■ Extracted data ■
==============================

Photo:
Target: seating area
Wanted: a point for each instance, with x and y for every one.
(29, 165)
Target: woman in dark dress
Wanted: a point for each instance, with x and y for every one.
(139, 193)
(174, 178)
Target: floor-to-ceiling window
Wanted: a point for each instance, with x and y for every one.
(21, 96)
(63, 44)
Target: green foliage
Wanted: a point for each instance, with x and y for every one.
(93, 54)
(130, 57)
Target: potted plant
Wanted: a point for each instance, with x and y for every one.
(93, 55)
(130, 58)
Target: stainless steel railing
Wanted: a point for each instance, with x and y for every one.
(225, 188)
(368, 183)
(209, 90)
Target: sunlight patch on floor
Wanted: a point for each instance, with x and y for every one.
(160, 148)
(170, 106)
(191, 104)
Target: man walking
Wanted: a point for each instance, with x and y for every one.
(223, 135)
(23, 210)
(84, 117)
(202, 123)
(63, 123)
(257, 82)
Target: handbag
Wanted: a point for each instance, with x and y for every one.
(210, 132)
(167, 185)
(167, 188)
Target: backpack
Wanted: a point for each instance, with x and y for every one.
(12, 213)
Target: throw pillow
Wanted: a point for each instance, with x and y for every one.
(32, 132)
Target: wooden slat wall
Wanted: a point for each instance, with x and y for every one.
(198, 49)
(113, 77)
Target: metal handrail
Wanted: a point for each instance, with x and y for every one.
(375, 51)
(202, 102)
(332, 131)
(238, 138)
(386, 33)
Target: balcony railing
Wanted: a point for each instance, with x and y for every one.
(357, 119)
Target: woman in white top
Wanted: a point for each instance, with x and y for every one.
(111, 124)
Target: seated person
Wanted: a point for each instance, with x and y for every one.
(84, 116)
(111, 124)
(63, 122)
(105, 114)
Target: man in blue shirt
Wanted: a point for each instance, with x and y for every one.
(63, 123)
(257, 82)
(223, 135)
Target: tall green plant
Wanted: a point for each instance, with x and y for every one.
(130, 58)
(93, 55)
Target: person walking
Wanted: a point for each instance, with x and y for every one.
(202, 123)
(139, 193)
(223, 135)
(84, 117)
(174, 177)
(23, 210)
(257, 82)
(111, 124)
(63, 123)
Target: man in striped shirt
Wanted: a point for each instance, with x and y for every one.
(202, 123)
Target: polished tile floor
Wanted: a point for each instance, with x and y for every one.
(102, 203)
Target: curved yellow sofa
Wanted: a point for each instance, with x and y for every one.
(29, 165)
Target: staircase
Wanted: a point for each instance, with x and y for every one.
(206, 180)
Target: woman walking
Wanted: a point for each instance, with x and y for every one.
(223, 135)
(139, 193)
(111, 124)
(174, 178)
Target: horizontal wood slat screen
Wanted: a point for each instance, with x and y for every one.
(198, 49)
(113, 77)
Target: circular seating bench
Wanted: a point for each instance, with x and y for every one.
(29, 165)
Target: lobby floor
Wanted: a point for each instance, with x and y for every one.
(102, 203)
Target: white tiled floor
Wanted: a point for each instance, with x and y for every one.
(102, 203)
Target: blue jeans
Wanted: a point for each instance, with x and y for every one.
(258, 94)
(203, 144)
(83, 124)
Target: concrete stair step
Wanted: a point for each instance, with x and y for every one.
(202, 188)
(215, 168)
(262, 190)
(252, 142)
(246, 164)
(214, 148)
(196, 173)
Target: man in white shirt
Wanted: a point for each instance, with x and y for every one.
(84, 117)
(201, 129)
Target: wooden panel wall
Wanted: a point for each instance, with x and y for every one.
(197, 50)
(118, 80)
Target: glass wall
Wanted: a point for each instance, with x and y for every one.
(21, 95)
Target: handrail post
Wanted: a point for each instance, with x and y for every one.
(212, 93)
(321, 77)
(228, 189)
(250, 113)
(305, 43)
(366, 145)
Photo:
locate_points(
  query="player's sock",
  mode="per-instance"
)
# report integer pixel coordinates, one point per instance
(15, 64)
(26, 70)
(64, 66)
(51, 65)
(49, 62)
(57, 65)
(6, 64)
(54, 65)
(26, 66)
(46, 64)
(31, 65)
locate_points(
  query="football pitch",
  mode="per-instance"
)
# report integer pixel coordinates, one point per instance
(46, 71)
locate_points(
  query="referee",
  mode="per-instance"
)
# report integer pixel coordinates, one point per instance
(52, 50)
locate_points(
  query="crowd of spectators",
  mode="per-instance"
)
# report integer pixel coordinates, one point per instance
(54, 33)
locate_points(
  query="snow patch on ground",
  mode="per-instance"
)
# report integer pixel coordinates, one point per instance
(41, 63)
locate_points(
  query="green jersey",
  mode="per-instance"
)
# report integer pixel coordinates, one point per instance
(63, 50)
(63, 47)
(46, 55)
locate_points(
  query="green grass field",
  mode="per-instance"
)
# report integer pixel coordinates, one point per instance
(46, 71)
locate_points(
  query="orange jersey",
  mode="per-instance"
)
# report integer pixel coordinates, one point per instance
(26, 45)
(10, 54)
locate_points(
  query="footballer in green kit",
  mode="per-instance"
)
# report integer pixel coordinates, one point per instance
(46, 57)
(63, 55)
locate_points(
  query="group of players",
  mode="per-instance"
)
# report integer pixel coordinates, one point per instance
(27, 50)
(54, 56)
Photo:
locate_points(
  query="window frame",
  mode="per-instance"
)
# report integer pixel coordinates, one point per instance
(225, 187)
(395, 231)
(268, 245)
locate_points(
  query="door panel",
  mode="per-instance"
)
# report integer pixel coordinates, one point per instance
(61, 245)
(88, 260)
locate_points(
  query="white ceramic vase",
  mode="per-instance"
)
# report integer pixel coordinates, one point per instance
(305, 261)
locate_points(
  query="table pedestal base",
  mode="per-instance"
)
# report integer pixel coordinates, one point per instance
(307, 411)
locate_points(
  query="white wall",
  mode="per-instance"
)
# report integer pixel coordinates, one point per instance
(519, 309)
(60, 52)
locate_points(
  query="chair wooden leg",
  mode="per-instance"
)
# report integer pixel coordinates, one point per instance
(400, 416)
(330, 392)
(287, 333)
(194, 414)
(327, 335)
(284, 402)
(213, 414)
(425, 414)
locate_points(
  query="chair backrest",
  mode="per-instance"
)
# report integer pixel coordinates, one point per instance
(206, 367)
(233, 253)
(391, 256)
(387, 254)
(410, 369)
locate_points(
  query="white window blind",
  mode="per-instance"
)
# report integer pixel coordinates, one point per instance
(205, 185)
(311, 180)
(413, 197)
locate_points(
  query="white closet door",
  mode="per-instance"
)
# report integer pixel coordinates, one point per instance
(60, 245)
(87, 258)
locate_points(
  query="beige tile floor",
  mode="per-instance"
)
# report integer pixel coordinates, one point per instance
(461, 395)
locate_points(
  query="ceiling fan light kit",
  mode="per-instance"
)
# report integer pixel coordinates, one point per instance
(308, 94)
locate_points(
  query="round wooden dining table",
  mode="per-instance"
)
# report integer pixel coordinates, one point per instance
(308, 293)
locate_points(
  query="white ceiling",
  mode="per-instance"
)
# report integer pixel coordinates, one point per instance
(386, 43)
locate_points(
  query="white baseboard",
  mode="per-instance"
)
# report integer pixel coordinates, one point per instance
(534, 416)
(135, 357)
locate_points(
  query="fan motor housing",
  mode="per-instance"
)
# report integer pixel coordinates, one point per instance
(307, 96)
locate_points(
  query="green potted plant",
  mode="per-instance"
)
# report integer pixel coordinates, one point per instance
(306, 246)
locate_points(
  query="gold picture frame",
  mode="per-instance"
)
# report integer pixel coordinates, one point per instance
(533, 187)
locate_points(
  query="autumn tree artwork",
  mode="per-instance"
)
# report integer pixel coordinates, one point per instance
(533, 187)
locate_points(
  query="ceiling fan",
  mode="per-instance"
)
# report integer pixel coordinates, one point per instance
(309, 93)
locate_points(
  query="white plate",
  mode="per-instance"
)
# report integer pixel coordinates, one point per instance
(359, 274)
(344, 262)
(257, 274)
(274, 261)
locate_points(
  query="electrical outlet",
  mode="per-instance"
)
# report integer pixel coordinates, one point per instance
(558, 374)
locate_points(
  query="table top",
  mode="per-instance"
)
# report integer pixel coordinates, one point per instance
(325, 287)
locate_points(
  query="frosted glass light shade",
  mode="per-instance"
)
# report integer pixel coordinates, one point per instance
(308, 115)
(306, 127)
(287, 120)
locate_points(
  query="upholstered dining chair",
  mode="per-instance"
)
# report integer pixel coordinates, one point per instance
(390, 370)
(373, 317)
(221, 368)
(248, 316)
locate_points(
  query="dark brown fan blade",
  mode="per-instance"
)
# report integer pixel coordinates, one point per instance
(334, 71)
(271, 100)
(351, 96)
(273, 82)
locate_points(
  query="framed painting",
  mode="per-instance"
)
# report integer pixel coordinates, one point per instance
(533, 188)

==============================

■ Aim ■
Return every line of the listing above that contains the string "table". Case counts.

■ Solution to this exercise ■
  query="table pedestal base",
  query="round wooden dining table",
  query="table top",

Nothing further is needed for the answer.